* Records shown *
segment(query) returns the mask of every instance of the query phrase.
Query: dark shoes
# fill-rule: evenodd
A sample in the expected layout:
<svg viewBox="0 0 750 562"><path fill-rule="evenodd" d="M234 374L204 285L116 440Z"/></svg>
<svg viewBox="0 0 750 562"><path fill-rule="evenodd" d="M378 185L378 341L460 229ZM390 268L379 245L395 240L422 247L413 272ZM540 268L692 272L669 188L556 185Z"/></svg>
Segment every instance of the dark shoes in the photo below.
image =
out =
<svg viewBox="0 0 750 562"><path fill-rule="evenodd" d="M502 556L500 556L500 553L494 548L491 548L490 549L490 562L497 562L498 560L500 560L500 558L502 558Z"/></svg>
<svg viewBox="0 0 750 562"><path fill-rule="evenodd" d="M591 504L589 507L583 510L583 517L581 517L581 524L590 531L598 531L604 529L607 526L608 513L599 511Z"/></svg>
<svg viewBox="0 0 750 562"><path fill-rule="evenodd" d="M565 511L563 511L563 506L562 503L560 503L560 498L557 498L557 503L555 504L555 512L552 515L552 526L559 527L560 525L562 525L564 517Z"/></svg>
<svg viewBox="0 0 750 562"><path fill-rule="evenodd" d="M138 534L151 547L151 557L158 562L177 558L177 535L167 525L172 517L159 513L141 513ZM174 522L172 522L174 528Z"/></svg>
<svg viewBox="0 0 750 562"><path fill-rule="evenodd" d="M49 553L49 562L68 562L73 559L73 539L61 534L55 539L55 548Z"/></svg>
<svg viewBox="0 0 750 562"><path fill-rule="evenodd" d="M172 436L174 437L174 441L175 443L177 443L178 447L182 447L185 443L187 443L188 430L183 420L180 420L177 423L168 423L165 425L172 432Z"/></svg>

* Exercise brief *
Every record needs to be written out again, exactly as it was given.

* Final answer *
segment(query) returns the mask of every instance of the query phrase.
Query: dark shoes
# fill-rule: evenodd
A sample in the expected layout:
<svg viewBox="0 0 750 562"><path fill-rule="evenodd" d="M234 374L204 285L116 440Z"/></svg>
<svg viewBox="0 0 750 562"><path fill-rule="evenodd" d="M378 185L378 341L460 229ZM390 268L379 245L395 240L422 247L413 272ZM540 268L692 272L669 188L556 185Z"/></svg>
Segment every instance of the dark shoes in the photo below.
image =
out =
<svg viewBox="0 0 750 562"><path fill-rule="evenodd" d="M502 556L500 556L500 553L494 548L491 548L490 549L490 562L497 562L498 560L500 560L500 558L502 558Z"/></svg>
<svg viewBox="0 0 750 562"><path fill-rule="evenodd" d="M591 504L589 507L583 510L583 517L581 517L581 524L590 531L598 531L604 529L607 526L608 513L599 511Z"/></svg>
<svg viewBox="0 0 750 562"><path fill-rule="evenodd" d="M565 511L563 511L563 506L562 503L560 503L560 498L557 498L557 503L555 504L555 512L552 515L552 526L559 527L560 525L562 525L564 517Z"/></svg>
<svg viewBox="0 0 750 562"><path fill-rule="evenodd" d="M138 534L151 547L151 557L158 562L177 558L177 535L167 525L172 517L159 513L141 513ZM174 522L172 522L174 528Z"/></svg>
<svg viewBox="0 0 750 562"><path fill-rule="evenodd" d="M49 553L49 562L68 562L73 559L73 539L61 534L55 539L55 548Z"/></svg>
<svg viewBox="0 0 750 562"><path fill-rule="evenodd" d="M172 436L174 437L174 441L175 443L177 443L178 447L182 447L185 443L187 443L188 430L183 420L180 420L177 423L168 423L165 425L172 432Z"/></svg>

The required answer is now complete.